Records for the task Block Start

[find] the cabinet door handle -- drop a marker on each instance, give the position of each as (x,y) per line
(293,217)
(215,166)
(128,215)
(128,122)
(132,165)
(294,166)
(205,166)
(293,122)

Records for the task Block End

• Problem: Exactly as written above, copy every line.

• Result:
[find] the cabinet door handle -- drop a marker on each instance, give the position of each as (x,y) per line
(293,217)
(215,166)
(128,215)
(128,122)
(132,165)
(294,166)
(205,166)
(293,122)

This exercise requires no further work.